- Requirements
Rewrite the material below, starting at the line containing "of the brick" and ending at the line containing "x=712 y=419", with both of those lines included. Scale each answer coordinate by 2.3 and round to a whole number with halves going up, keep the requests and their sample coordinates unchanged, and return only those lines.

- Data shown
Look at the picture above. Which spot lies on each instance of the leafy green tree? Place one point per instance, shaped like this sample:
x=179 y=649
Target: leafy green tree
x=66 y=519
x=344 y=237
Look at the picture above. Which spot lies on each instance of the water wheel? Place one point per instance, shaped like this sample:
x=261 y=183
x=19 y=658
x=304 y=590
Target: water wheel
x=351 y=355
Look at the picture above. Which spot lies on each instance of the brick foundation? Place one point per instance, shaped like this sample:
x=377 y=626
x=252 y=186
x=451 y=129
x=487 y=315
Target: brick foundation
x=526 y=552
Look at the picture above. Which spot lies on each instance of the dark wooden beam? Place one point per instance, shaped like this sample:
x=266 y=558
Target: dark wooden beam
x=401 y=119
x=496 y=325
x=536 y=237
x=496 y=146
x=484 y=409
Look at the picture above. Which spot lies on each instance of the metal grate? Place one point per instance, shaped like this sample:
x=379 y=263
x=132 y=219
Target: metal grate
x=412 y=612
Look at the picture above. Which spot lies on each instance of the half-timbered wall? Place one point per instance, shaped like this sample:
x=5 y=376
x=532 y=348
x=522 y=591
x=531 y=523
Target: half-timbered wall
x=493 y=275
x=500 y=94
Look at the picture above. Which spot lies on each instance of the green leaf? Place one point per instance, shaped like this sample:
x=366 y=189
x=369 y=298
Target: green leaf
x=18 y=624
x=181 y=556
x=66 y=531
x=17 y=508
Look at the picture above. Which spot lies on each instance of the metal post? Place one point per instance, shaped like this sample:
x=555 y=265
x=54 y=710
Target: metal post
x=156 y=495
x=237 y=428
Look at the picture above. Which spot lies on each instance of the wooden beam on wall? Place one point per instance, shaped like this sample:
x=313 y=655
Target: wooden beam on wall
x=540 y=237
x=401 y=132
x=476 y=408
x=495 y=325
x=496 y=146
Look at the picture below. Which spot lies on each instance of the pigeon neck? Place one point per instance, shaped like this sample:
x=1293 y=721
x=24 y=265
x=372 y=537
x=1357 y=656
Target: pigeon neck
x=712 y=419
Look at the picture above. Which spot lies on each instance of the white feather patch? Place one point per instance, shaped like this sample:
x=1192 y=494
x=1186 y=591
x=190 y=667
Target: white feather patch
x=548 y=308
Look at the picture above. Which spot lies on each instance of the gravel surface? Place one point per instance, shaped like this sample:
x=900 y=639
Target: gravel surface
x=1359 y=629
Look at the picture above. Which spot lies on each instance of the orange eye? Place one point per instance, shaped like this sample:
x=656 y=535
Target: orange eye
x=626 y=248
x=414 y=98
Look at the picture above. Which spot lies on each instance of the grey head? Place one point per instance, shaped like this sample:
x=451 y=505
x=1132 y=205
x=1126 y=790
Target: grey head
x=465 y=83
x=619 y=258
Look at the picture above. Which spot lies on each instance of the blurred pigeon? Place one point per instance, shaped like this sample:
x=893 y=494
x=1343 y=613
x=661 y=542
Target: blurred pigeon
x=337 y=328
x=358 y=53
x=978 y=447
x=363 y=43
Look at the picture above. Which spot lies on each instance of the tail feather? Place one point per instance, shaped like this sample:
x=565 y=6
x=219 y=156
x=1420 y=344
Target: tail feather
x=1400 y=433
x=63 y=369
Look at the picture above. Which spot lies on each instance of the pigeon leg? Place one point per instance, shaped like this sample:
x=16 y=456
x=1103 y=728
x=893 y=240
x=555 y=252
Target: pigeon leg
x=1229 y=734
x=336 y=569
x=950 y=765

- Solution to the problem
Look at the picture above. Which spot lies on each instance of the brick foundation? Place one point per instance, shaped like this sample:
x=377 y=626
x=252 y=186
x=451 y=129
x=487 y=315
Target: brick foundation
x=1210 y=1270
Look at the picture above. Which spot lies on each instance of the dark wooden beam? Place one point per instance, shaped like this sample:
x=266 y=558
Target: dark wooden beam
x=922 y=274
x=1141 y=748
x=1233 y=545
x=1141 y=336
x=1113 y=941
Look at the picture above. Which spot lies on each instance of the metal grate? Place one point per instance, shaped like this sample:
x=379 y=263
x=132 y=219
Target: metal grate
x=948 y=1408
Look at the picture above. Which spot lies on each instance of the half-timbered wall? Place one point per instance, shaped like this sample:
x=5 y=376
x=532 y=348
x=522 y=591
x=531 y=523
Target: half-timbered wall
x=1134 y=633
x=1150 y=216
Look at the picture above. Which spot lies on each instance of the green leaf? Place one point per instance, shaped like this sample:
x=366 y=189
x=369 y=298
Target: green leaf
x=41 y=1435
x=416 y=1279
x=152 y=1221
x=39 y=1168
Look at the picture above. Which spot lies on each instance of the metal post? Place one point per instance, shaped like this sample:
x=555 y=265
x=54 y=710
Target: metal post
x=359 y=1139
x=545 y=984
Look at the picture above. Which spot lies on each instance of the wooden beam on wall? Place one point per instance, shaped like this sample:
x=313 y=655
Target: wooden beam on wall
x=1242 y=545
x=922 y=304
x=1095 y=938
x=1139 y=748
x=1141 y=336
Look at the picture below. Which spot lies on each instance of the pigeon neck? Place one point per instance, shaped like this sample:
x=1293 y=721
x=24 y=265
x=372 y=537
x=1357 y=656
Target: pigeon neck
x=1638 y=964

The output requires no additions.